WORK TO COMPLETE
Please give the data below again in full, exactly as it stands.

SOURCE DATA
Content starts

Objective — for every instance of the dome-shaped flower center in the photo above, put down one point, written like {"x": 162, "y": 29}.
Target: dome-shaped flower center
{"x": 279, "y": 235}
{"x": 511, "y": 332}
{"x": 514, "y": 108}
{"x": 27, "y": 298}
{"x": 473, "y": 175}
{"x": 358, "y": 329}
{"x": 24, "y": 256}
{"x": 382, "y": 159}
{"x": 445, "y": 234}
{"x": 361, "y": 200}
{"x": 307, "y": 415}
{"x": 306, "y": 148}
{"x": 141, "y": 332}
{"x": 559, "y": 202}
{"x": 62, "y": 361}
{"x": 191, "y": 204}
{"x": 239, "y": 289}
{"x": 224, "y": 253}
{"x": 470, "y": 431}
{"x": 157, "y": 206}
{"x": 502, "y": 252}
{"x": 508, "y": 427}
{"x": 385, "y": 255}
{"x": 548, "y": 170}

Content ends

ANSWER SECTION
Objective — for every instance of the dome-shaped flower center in the photo above, put down one point, written like {"x": 162, "y": 29}.
Target: dome-shaped flower center
{"x": 279, "y": 235}
{"x": 511, "y": 332}
{"x": 514, "y": 108}
{"x": 27, "y": 298}
{"x": 473, "y": 175}
{"x": 358, "y": 329}
{"x": 24, "y": 256}
{"x": 382, "y": 159}
{"x": 445, "y": 234}
{"x": 361, "y": 200}
{"x": 307, "y": 415}
{"x": 306, "y": 148}
{"x": 141, "y": 332}
{"x": 559, "y": 202}
{"x": 62, "y": 361}
{"x": 191, "y": 204}
{"x": 239, "y": 289}
{"x": 224, "y": 253}
{"x": 470, "y": 431}
{"x": 157, "y": 206}
{"x": 502, "y": 252}
{"x": 508, "y": 427}
{"x": 385, "y": 255}
{"x": 548, "y": 170}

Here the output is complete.